**WORK REQUIRED:**
Every record should be repeated exactly, except that pictures are left out.

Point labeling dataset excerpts
^^^^
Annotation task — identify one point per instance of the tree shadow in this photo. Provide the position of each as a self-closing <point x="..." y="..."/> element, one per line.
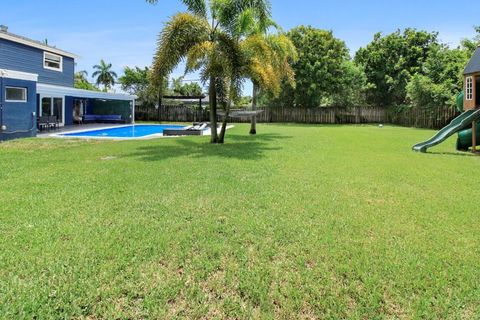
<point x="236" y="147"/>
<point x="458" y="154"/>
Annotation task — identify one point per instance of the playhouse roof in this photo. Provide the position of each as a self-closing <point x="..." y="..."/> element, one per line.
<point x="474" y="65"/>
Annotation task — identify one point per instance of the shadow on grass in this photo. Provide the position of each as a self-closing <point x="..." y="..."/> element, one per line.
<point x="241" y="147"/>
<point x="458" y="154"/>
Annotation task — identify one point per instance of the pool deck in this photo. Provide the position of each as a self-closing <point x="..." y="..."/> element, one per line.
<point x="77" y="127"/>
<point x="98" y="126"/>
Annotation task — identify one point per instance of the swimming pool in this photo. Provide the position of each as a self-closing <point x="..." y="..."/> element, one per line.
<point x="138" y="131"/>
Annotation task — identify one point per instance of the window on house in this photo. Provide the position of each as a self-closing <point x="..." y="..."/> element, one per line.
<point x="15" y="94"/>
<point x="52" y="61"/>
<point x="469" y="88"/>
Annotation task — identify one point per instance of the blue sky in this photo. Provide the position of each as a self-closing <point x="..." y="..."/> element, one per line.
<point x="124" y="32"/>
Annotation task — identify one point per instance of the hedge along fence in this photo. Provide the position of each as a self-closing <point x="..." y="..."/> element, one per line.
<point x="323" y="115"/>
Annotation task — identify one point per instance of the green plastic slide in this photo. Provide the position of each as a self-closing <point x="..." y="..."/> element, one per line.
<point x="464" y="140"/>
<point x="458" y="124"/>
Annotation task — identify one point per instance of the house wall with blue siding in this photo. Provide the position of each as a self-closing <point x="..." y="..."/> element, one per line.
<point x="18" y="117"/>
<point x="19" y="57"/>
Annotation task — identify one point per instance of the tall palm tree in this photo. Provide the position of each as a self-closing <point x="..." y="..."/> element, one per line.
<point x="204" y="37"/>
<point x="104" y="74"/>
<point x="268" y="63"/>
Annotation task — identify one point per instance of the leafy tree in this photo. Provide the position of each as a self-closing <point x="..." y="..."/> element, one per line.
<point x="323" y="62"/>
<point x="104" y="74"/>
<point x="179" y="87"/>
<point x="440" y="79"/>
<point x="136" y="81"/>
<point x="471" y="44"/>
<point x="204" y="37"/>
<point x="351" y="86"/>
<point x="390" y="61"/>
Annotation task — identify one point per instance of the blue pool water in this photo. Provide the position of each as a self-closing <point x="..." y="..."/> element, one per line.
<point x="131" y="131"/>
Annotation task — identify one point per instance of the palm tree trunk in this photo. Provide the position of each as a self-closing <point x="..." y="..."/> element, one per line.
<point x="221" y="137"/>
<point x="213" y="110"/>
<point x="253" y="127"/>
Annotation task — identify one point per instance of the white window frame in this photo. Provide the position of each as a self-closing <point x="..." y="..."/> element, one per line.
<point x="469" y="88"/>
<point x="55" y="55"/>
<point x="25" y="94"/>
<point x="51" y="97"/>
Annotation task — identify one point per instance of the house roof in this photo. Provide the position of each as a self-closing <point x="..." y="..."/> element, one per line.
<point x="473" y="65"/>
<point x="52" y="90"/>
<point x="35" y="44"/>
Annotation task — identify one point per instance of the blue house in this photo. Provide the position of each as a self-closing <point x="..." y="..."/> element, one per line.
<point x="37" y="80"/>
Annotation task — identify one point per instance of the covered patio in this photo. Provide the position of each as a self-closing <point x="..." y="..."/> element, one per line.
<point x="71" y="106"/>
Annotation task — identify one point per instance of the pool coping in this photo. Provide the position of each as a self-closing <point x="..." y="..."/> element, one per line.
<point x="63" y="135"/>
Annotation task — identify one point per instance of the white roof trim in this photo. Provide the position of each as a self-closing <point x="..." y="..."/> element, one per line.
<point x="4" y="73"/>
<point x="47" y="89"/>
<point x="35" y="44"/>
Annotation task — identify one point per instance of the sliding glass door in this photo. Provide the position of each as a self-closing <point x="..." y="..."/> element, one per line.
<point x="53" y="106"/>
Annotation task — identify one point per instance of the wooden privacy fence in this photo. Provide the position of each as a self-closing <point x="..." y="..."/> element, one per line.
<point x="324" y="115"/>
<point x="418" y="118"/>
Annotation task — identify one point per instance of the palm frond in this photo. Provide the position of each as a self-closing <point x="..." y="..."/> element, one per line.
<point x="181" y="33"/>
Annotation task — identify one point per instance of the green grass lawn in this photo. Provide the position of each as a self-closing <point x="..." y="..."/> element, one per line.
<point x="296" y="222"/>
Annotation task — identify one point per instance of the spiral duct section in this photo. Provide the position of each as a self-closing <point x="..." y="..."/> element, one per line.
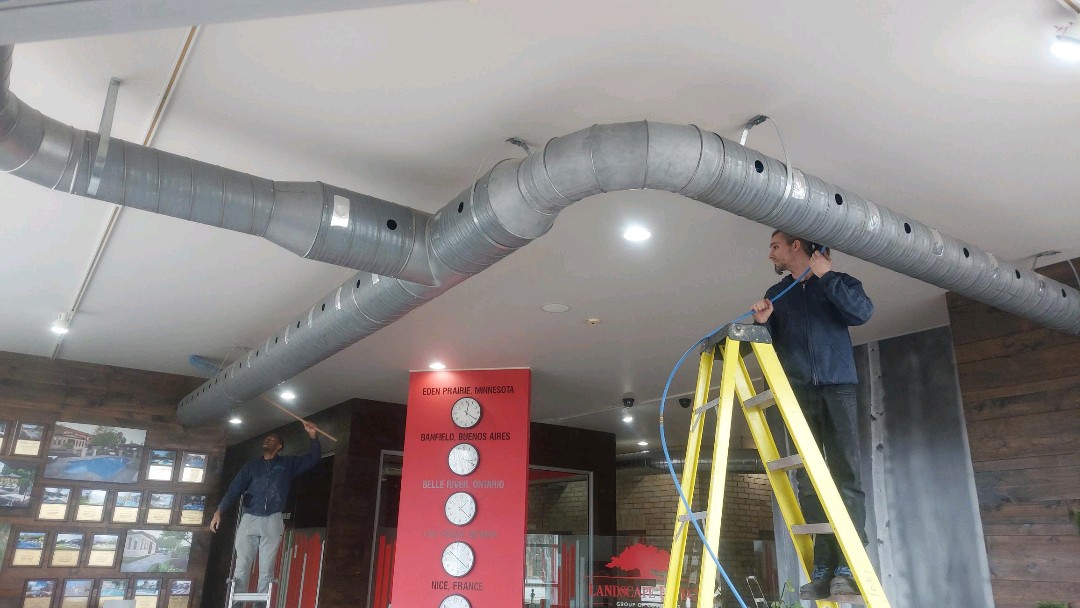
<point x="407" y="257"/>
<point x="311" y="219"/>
^^^^
**RESPONSE TO THE EXERCISE:**
Annotation task — identify one point per instance of the tree shadow in this photo. Provide the position of each as a self-closing <point x="..." y="..."/> element, one per line.
<point x="236" y="147"/>
<point x="458" y="154"/>
Annotation task — identify one point per instance of the playhouse roof in this photo. Provide the position of each as a self-closing <point x="..." y="..."/> element, one per line.
<point x="474" y="65"/>
Annotation task — identify one point per instance of the shadow on grass in this photo. Provide the position of each as a self-closing <point x="..." y="..."/> element, one per line.
<point x="241" y="147"/>
<point x="458" y="154"/>
Annotation task — identify one point per instance of the pool deck in this photo. Provide the position of each as a self-closing <point x="..." y="..."/> element, one per line.
<point x="77" y="127"/>
<point x="98" y="126"/>
Annotation task — identify one point per instance of the swimming pool in this photo. Provide the position of each as a self-closing <point x="..." y="..."/> element, one per line.
<point x="138" y="131"/>
Annotation task — identify one point per instance of the window on house in this photo. Provide the position of each as a self-closing <point x="..." y="..."/> element, one per line.
<point x="15" y="94"/>
<point x="52" y="61"/>
<point x="469" y="88"/>
Annotation task — identify one point per instance of the blue sky in this photo. Provide the position of each as a self-closing <point x="..." y="..."/> element, one per line.
<point x="124" y="32"/>
Annotation task — identify one point per instance of the hedge along fence in this photo. Provide the position of each as a self-closing <point x="..." y="..."/> element, one per line.
<point x="323" y="115"/>
Annotation task — identify one point per instance of the green plastic slide in this photo. Provide the position of each as a self-closing <point x="..." y="..."/> element, one per line.
<point x="464" y="140"/>
<point x="458" y="124"/>
Annotation task — identify one point per instance of the house wall with blue siding in this photo. Provide the position of each as a self-closing <point x="..." y="..."/> element, one per line.
<point x="18" y="117"/>
<point x="19" y="57"/>
Annotation task — identify one point per instance of the tall palm tree in this photo. Provide the position of each as a self-closing <point x="..." y="..."/> element, one per line.
<point x="204" y="37"/>
<point x="104" y="74"/>
<point x="268" y="63"/>
Annotation task — identify one point per instance of the leafy tree in this photo. Provide the position of each as a self-closing <point x="..." y="..."/> element, one per line.
<point x="323" y="62"/>
<point x="104" y="74"/>
<point x="179" y="87"/>
<point x="440" y="79"/>
<point x="136" y="81"/>
<point x="471" y="44"/>
<point x="204" y="37"/>
<point x="351" y="86"/>
<point x="390" y="61"/>
Annotation task — identify one point per instance of the blue pool water in this photo. Provide the position of each as a self-closing <point x="..." y="..."/> element, one per line.
<point x="131" y="131"/>
Annotation task — identify one point per instance of the palm tree trunk in this photo. Provide the position of each as a self-closing <point x="..." y="..."/> element, one per line.
<point x="221" y="137"/>
<point x="213" y="110"/>
<point x="253" y="127"/>
Annotation task — identify one point per instance of the white window frame in this photo. Provide the position of each as a self-closing <point x="..." y="..."/> element, one per line.
<point x="469" y="88"/>
<point x="55" y="55"/>
<point x="25" y="94"/>
<point x="51" y="97"/>
Annotation task — identify one point per instance of the house roof in this photo. Provide the position of each as a self-closing <point x="..." y="..."/> element, one per line.
<point x="473" y="65"/>
<point x="52" y="90"/>
<point x="35" y="44"/>
Annotation task — identify one point per instance of the blue house in this photo. Provide the position of each as a self-closing <point x="..." y="..."/> element, one per line.
<point x="37" y="80"/>
Annotation task — identify one point per instance of the covered patio in this photo. Provide the position of each as a self-closing <point x="..." y="..."/> element, one per line.
<point x="71" y="106"/>
Annotation task — identify one point per instance of the pool coping in this photo. Provide the position of each as a self-closing <point x="..." y="..."/> element, one per line.
<point x="63" y="135"/>
Annotation task — identify one point per instance of the white roof trim in this photo. Provide the position of each as a self-closing <point x="..." y="..."/> element, one per line.
<point x="4" y="73"/>
<point x="47" y="89"/>
<point x="35" y="44"/>
Annotation task — identify one point per instance of the sliding glass door in this photo. Provide the position of each as a self-closing <point x="..." y="..."/> element, one per line.
<point x="53" y="106"/>
Annotation task — identify one point per instance of the wooden privacy fence in this photo. Provide the position of each as a self-closing <point x="..." y="..."/> element, one per line.
<point x="324" y="115"/>
<point x="418" y="118"/>
Annotation task — identify one point per instance of the palm frond in this photo. Provide the position of each as a self-closing <point x="..." y="..."/> element, one per line.
<point x="181" y="33"/>
Annotation task — identify one point per instance of the green grass lawn in this photo. Provide the position of each as a self-closing <point x="..." y="..."/> element, one per line.
<point x="296" y="222"/>
Annotation task — identify one point per instance of the spiral duct section in this photo. Provide the position of each as a self-closing <point x="..." y="..."/> element, one per line.
<point x="407" y="257"/>
<point x="311" y="219"/>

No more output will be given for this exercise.